### [Problem statement]
List every line in the entries below that contains the word "shirt". Case counts.

### [Data provided]
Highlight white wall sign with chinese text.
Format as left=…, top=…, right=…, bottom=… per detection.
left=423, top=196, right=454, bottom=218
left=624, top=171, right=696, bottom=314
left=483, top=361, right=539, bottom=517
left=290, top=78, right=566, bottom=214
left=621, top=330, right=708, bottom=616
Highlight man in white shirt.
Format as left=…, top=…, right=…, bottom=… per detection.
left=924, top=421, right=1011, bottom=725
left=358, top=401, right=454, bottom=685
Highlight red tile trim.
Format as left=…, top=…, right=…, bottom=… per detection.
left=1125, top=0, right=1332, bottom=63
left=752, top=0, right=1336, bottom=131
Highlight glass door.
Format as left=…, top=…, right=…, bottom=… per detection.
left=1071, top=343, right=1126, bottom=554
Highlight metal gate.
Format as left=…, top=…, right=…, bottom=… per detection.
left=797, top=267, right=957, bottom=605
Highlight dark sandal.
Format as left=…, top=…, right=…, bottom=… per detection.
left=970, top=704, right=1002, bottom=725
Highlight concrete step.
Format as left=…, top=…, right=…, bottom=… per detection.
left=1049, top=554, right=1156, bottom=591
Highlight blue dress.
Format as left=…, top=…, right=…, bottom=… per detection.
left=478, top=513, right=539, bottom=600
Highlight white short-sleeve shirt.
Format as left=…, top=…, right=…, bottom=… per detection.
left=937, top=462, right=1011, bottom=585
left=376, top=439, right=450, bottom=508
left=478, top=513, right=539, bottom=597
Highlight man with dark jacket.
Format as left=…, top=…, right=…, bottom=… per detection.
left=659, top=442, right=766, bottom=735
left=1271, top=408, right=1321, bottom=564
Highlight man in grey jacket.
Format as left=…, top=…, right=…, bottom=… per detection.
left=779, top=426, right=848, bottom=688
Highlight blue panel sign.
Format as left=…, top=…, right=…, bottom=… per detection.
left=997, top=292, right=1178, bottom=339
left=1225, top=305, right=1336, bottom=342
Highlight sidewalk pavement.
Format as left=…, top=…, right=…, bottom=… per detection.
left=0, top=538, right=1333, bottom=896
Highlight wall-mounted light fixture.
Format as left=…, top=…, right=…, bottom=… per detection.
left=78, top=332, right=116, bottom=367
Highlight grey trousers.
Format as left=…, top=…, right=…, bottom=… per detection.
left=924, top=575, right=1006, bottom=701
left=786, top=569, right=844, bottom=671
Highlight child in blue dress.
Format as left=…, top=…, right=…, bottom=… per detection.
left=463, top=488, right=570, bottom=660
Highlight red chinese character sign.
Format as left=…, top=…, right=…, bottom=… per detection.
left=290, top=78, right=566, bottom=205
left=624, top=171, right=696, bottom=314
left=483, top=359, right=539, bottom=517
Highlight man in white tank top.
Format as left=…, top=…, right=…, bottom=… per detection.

### [Task response]
Highlight man in white shirt.
Highlight white short-sleeve shirt.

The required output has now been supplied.